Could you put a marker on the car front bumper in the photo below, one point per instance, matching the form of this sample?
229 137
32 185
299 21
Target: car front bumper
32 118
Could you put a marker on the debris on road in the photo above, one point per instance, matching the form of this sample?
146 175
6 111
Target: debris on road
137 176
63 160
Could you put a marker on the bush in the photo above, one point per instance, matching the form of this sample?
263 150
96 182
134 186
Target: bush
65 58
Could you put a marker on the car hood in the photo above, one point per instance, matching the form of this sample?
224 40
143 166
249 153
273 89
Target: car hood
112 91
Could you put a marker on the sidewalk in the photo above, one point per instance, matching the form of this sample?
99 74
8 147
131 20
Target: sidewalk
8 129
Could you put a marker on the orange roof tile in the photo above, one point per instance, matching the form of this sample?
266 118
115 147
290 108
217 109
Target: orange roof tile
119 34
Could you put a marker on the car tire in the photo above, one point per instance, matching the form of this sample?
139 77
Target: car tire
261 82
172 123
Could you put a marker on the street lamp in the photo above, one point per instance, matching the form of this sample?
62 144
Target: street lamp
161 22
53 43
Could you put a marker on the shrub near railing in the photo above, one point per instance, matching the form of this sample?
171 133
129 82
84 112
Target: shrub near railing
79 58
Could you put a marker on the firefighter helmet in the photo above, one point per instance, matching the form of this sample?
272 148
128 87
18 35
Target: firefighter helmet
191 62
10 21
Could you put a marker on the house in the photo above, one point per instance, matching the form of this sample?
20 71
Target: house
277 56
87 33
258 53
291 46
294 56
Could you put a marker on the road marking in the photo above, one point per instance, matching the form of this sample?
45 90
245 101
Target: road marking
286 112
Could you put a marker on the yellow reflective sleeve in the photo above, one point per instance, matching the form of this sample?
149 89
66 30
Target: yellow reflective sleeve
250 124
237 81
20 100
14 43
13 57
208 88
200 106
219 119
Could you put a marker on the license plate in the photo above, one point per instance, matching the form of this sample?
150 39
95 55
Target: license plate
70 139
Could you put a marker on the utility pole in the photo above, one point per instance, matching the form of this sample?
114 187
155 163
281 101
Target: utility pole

#####

Written instruction:
Once more, set down the full listing, verbatim.

Answer for this exercise:
Could you put a marker on the car front bumper in the photo below, one point per instance, matching the form of this sample?
229 137
32 185
299 21
Target: car front bumper
32 118
Could you put a marker on the debris on road in the photo above, one point per instance, matching the form of this sample?
146 175
6 111
Target: debris on road
137 176
63 160
Could you put a marker on the bush in the photo above, one point per instance, matching the form of this sample?
263 150
96 182
134 186
Target: bush
65 58
Could you put a marker on the car hood in the photo above, one point per instance, matching the form of this sample?
224 40
143 166
249 153
273 89
Target: car hood
112 91
Could you put a marker on the sidewalk in the photo above, one point per instance, matching the form of this sample?
99 74
8 147
131 20
Target: sidewalk
8 129
Could you put a marker on the orange roof tile in the photo above, one point per instance, matching the form of this sample?
266 118
115 147
290 108
217 109
Target: orange roof tile
119 34
Could you put a marker on the car tire in the photo above, one point per instance, matching the form of this sample?
139 77
Target: car tire
261 82
172 123
Could you put a marker on the street lamp in the photo above, one point per instance, matching the form of this sample?
62 144
Target: street lamp
161 22
53 43
Could you put a marker on the shrub near railing in the photo above, one point per instance, matching the form of this sample?
171 133
129 82
84 112
Target: shrub near railing
79 58
Could you put a marker on the firefighter helmet in the photo above, one point per instance, matching the form of this sample?
272 148
128 87
18 35
Target: firefighter helmet
191 62
10 21
Could you put a marker on the house in the photo above, one point per instance, matching the form of this sample?
20 71
Target: house
277 56
87 33
258 53
291 46
294 56
Could you put a marker on the road marking in the photo above, one point per instance, matching the form of this sample?
45 90
245 101
Target: road marking
286 112
Could you put a marker on the yellow reflective sleeve in the photo above, one point per instance, matching the form of this sample?
149 89
66 30
Target: yellow reflective sleeve
250 124
237 81
20 100
14 43
13 57
208 88
200 106
219 119
Could you put a marker on the license plate in the photo above, one point per instance, matching the form of this sample?
150 39
95 55
Target: license plate
70 139
Could you put a marker on the utility pole in the photo above, one point per instance, matching the form of this sample?
114 187
155 163
281 101
Target: utility pole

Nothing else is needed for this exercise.